YOUR TASK =>
Once you reach the line containing "mark the night sky -- a dot per instance", write out that line and every remaining line of the records exactly.

SUPPLIED RECORDS =>
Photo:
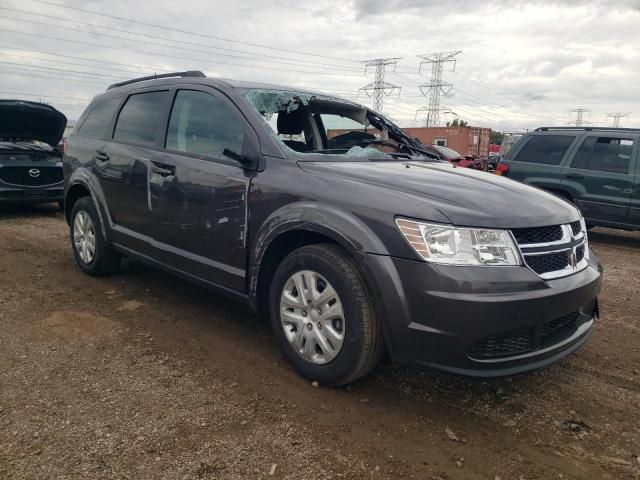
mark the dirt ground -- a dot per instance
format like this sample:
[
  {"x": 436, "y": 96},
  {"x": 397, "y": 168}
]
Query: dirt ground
[{"x": 144, "y": 376}]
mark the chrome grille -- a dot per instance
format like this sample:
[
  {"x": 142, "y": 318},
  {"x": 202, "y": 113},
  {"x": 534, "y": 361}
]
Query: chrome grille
[
  {"x": 553, "y": 251},
  {"x": 538, "y": 234},
  {"x": 40, "y": 176}
]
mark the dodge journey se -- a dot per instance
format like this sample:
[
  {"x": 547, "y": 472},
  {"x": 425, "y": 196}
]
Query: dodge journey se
[{"x": 328, "y": 217}]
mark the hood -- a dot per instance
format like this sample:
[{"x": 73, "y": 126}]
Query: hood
[
  {"x": 27, "y": 121},
  {"x": 441, "y": 192}
]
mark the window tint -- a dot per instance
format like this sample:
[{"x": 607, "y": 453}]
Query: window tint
[
  {"x": 547, "y": 149},
  {"x": 98, "y": 118},
  {"x": 140, "y": 118},
  {"x": 202, "y": 124},
  {"x": 605, "y": 154}
]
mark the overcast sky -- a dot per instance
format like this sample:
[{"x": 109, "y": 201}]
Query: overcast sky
[{"x": 523, "y": 64}]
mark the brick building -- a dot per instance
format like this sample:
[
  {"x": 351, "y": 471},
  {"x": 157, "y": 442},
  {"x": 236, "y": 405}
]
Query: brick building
[{"x": 464, "y": 140}]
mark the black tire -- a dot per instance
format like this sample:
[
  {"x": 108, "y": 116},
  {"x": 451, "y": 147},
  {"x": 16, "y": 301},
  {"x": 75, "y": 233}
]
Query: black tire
[
  {"x": 362, "y": 346},
  {"x": 105, "y": 260}
]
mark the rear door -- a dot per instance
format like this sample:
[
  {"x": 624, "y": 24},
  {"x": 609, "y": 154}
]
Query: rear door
[
  {"x": 634, "y": 210},
  {"x": 122, "y": 165},
  {"x": 538, "y": 158},
  {"x": 198, "y": 191},
  {"x": 600, "y": 175}
]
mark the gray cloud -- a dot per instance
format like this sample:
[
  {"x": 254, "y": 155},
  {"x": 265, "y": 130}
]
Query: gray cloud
[{"x": 523, "y": 63}]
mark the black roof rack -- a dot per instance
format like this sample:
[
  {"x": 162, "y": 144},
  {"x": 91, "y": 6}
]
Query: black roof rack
[
  {"x": 587, "y": 129},
  {"x": 188, "y": 73}
]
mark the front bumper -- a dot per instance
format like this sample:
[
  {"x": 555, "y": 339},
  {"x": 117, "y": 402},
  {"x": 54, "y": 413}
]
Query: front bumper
[{"x": 481, "y": 321}]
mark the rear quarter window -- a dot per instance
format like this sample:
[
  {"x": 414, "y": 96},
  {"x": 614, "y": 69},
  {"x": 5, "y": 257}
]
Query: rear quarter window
[
  {"x": 141, "y": 118},
  {"x": 544, "y": 149},
  {"x": 98, "y": 118}
]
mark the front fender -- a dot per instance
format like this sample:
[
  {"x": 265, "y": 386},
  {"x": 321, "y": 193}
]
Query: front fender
[{"x": 342, "y": 227}]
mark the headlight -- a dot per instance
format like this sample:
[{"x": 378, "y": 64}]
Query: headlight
[{"x": 451, "y": 245}]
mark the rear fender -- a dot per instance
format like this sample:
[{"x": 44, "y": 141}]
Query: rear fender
[{"x": 83, "y": 177}]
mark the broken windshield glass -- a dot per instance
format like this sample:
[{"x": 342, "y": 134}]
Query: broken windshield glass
[{"x": 307, "y": 122}]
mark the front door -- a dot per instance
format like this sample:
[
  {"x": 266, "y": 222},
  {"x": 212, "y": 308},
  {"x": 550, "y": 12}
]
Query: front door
[
  {"x": 601, "y": 176},
  {"x": 198, "y": 191}
]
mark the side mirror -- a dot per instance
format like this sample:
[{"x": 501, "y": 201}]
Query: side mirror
[{"x": 243, "y": 159}]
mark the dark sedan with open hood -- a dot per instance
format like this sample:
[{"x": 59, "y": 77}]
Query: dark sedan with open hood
[{"x": 30, "y": 162}]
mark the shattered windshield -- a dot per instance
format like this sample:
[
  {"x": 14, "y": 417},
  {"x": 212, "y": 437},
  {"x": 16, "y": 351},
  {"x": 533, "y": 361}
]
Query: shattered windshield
[{"x": 311, "y": 123}]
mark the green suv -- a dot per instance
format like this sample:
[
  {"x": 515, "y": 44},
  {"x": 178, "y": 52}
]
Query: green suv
[{"x": 598, "y": 169}]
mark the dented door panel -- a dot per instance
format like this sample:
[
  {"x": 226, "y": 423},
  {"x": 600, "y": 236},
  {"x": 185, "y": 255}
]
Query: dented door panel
[{"x": 199, "y": 213}]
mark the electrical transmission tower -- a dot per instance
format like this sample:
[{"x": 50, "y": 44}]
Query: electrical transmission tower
[
  {"x": 579, "y": 121},
  {"x": 616, "y": 118},
  {"x": 436, "y": 86},
  {"x": 378, "y": 89}
]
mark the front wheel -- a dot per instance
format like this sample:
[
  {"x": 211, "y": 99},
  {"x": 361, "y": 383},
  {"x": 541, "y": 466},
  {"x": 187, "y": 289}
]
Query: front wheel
[
  {"x": 323, "y": 316},
  {"x": 92, "y": 252}
]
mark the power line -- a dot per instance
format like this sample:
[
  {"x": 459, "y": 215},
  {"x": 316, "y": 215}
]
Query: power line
[
  {"x": 378, "y": 89},
  {"x": 306, "y": 63},
  {"x": 436, "y": 86},
  {"x": 579, "y": 121},
  {"x": 166, "y": 55},
  {"x": 186, "y": 32},
  {"x": 616, "y": 117}
]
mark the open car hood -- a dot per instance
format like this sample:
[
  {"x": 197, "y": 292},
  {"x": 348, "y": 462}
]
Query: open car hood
[{"x": 26, "y": 121}]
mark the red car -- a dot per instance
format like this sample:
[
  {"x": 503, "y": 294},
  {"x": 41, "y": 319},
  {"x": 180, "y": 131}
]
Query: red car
[{"x": 467, "y": 161}]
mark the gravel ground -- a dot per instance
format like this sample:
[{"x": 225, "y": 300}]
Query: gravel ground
[{"x": 143, "y": 376}]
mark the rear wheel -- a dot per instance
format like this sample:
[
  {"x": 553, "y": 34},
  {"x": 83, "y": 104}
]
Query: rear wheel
[
  {"x": 323, "y": 317},
  {"x": 92, "y": 252}
]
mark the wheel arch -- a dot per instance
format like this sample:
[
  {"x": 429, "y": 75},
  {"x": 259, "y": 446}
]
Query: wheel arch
[
  {"x": 302, "y": 224},
  {"x": 82, "y": 184}
]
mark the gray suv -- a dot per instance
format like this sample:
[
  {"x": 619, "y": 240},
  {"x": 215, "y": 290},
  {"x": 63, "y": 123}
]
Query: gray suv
[{"x": 328, "y": 217}]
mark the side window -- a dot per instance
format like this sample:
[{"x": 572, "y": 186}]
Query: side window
[
  {"x": 546, "y": 149},
  {"x": 98, "y": 118},
  {"x": 202, "y": 124},
  {"x": 605, "y": 154},
  {"x": 140, "y": 118}
]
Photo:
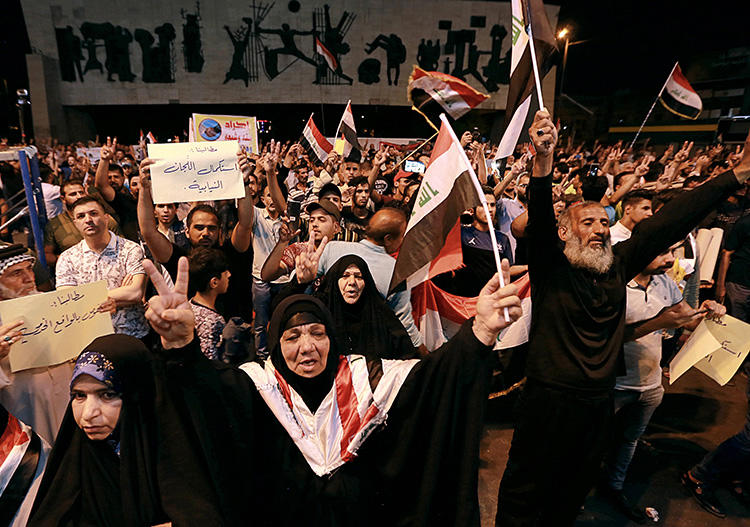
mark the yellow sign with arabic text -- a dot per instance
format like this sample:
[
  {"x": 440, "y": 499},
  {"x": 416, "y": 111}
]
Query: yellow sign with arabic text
[
  {"x": 717, "y": 348},
  {"x": 238, "y": 128},
  {"x": 58, "y": 324}
]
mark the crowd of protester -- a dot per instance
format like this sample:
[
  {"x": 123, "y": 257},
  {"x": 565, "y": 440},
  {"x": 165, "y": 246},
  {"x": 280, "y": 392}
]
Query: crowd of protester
[{"x": 242, "y": 326}]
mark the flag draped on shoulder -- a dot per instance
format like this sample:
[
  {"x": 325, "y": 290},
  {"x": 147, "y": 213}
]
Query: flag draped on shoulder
[
  {"x": 679, "y": 97},
  {"x": 346, "y": 135},
  {"x": 315, "y": 141},
  {"x": 525, "y": 13},
  {"x": 432, "y": 93},
  {"x": 439, "y": 314},
  {"x": 446, "y": 191}
]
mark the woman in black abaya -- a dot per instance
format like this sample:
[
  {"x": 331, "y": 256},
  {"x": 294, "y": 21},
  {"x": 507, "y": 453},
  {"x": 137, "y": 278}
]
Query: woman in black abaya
[
  {"x": 328, "y": 439},
  {"x": 363, "y": 322},
  {"x": 103, "y": 469}
]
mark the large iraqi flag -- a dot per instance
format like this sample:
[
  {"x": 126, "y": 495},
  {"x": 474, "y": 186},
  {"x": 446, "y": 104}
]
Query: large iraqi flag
[
  {"x": 679, "y": 97},
  {"x": 439, "y": 315},
  {"x": 446, "y": 191},
  {"x": 314, "y": 141}
]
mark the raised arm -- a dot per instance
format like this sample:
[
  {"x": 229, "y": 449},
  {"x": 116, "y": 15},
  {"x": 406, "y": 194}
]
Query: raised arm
[
  {"x": 675, "y": 219},
  {"x": 101, "y": 181},
  {"x": 242, "y": 235},
  {"x": 270, "y": 163},
  {"x": 157, "y": 243},
  {"x": 542, "y": 227}
]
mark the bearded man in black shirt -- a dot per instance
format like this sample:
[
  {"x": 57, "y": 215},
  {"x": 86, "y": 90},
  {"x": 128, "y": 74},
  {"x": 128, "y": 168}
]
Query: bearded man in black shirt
[{"x": 577, "y": 330}]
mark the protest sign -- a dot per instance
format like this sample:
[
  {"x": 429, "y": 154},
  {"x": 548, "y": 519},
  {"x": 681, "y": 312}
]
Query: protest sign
[
  {"x": 94, "y": 154},
  {"x": 185, "y": 172},
  {"x": 226, "y": 128},
  {"x": 716, "y": 347},
  {"x": 57, "y": 325}
]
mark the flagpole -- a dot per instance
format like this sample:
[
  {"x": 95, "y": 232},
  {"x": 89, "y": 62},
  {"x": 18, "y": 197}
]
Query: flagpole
[
  {"x": 653, "y": 105},
  {"x": 483, "y": 200},
  {"x": 338, "y": 129},
  {"x": 534, "y": 65},
  {"x": 416, "y": 150}
]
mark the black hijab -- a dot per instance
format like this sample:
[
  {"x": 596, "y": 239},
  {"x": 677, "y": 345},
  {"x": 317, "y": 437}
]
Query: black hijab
[
  {"x": 307, "y": 309},
  {"x": 85, "y": 482},
  {"x": 368, "y": 327}
]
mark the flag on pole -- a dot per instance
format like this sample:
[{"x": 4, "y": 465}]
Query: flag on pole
[
  {"x": 446, "y": 191},
  {"x": 438, "y": 314},
  {"x": 314, "y": 141},
  {"x": 522, "y": 74},
  {"x": 679, "y": 97},
  {"x": 149, "y": 137},
  {"x": 432, "y": 93},
  {"x": 347, "y": 133},
  {"x": 329, "y": 57}
]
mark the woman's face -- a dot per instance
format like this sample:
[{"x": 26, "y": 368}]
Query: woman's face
[
  {"x": 351, "y": 284},
  {"x": 96, "y": 407},
  {"x": 305, "y": 349}
]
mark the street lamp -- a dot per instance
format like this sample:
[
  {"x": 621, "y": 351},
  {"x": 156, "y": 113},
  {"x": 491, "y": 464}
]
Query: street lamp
[{"x": 22, "y": 99}]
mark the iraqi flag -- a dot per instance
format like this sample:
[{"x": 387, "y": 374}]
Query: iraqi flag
[
  {"x": 346, "y": 135},
  {"x": 314, "y": 141},
  {"x": 432, "y": 93},
  {"x": 679, "y": 97},
  {"x": 329, "y": 57},
  {"x": 439, "y": 315},
  {"x": 446, "y": 191},
  {"x": 525, "y": 13}
]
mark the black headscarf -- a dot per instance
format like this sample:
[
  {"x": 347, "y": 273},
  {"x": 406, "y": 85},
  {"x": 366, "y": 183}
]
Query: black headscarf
[
  {"x": 85, "y": 482},
  {"x": 368, "y": 327},
  {"x": 312, "y": 390}
]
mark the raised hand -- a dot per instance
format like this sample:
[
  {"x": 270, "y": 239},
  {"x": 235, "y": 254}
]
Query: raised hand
[
  {"x": 270, "y": 161},
  {"x": 306, "y": 263},
  {"x": 380, "y": 155},
  {"x": 9, "y": 333},
  {"x": 107, "y": 151},
  {"x": 144, "y": 169},
  {"x": 544, "y": 136},
  {"x": 491, "y": 304},
  {"x": 170, "y": 313}
]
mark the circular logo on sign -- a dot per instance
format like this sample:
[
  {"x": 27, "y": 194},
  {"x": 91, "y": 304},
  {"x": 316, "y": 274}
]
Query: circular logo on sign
[{"x": 209, "y": 129}]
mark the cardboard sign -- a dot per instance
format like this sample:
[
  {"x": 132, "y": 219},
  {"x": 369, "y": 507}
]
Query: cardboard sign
[
  {"x": 214, "y": 128},
  {"x": 57, "y": 325},
  {"x": 186, "y": 172},
  {"x": 717, "y": 348}
]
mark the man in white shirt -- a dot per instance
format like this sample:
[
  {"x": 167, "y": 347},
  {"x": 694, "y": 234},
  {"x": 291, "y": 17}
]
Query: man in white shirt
[{"x": 636, "y": 207}]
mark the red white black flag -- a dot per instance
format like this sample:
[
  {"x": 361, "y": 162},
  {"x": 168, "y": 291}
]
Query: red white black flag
[
  {"x": 346, "y": 135},
  {"x": 679, "y": 97},
  {"x": 525, "y": 13},
  {"x": 315, "y": 141},
  {"x": 432, "y": 93},
  {"x": 446, "y": 191}
]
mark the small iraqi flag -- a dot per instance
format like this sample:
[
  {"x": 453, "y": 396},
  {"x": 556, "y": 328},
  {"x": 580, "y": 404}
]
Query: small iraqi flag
[
  {"x": 314, "y": 141},
  {"x": 679, "y": 97},
  {"x": 432, "y": 92}
]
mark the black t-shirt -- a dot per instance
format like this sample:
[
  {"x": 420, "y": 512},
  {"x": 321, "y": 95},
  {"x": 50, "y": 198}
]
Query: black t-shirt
[
  {"x": 237, "y": 301},
  {"x": 739, "y": 242},
  {"x": 126, "y": 208},
  {"x": 578, "y": 317},
  {"x": 353, "y": 222}
]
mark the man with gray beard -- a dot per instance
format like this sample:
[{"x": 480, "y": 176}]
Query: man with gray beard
[
  {"x": 38, "y": 396},
  {"x": 565, "y": 411}
]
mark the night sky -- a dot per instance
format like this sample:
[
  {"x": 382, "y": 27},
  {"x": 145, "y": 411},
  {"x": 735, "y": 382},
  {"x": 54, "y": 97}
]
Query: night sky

RESULT OF THE EXERCISE =>
mark the night sky -- a dot per instance
format like this sample:
[
  {"x": 382, "y": 27},
  {"x": 145, "y": 411},
  {"x": 735, "y": 382},
  {"x": 54, "y": 97}
]
Query: night sky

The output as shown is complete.